▶ [AIM]:
Count the lines of the material below that contain the word "mask", and give only the number.

----------

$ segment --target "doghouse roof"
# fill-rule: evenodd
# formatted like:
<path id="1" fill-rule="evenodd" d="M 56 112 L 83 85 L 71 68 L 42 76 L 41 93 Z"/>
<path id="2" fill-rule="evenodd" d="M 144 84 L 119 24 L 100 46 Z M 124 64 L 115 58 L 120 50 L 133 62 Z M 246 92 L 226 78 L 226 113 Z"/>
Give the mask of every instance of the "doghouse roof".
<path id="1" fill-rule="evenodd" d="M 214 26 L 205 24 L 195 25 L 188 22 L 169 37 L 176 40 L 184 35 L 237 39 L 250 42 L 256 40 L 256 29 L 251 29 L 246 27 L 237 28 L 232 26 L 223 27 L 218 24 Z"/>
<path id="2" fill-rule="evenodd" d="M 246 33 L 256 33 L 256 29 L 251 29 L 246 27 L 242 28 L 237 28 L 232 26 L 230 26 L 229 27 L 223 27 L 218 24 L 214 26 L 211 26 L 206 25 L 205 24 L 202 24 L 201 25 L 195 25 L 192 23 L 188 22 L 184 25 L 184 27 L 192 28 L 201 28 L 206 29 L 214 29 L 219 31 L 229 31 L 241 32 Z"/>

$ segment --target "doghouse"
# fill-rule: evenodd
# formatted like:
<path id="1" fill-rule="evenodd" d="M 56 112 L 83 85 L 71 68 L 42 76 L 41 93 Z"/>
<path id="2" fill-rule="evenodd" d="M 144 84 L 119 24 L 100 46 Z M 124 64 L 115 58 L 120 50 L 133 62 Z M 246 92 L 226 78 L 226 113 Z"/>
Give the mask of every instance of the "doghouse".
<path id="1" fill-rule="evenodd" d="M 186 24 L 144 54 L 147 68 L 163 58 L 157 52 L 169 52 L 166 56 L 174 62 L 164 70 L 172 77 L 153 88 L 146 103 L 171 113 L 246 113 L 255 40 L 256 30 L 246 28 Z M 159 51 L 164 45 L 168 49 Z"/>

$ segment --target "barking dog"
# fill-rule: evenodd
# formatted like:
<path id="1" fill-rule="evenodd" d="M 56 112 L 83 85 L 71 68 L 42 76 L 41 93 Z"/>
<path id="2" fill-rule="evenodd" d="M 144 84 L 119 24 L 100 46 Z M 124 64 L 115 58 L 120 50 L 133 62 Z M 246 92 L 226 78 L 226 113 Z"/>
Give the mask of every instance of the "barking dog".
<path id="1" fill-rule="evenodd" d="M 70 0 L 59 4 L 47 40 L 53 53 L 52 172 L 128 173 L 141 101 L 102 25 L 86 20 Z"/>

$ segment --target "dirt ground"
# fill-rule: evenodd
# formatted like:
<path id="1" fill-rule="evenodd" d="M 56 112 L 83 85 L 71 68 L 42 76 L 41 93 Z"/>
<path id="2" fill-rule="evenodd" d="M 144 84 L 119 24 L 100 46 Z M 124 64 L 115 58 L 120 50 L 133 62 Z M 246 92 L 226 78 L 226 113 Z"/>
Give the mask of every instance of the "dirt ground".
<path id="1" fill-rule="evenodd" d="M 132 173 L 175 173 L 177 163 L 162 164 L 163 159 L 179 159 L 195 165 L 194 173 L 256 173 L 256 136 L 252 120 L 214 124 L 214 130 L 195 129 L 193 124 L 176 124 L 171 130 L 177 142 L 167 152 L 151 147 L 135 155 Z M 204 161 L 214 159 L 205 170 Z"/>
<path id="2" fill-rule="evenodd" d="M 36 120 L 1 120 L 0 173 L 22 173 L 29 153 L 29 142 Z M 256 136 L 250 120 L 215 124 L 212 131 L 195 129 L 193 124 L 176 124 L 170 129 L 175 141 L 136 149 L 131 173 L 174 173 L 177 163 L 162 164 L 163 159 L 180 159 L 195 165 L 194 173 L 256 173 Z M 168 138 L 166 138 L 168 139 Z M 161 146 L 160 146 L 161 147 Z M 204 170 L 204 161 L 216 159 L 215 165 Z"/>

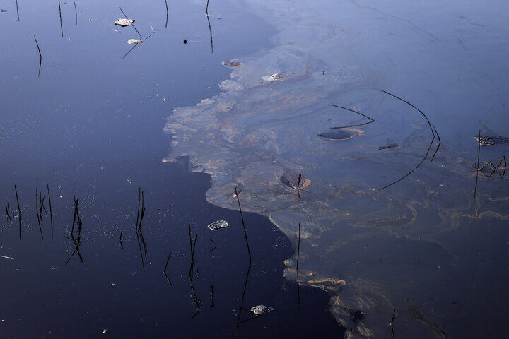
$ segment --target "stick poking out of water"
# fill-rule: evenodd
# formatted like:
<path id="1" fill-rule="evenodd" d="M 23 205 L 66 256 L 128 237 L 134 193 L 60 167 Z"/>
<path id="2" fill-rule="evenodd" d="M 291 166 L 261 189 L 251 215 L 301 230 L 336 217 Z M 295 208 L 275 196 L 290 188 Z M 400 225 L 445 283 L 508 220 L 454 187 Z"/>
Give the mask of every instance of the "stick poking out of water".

----------

▶ [SOLVED PROBLEM]:
5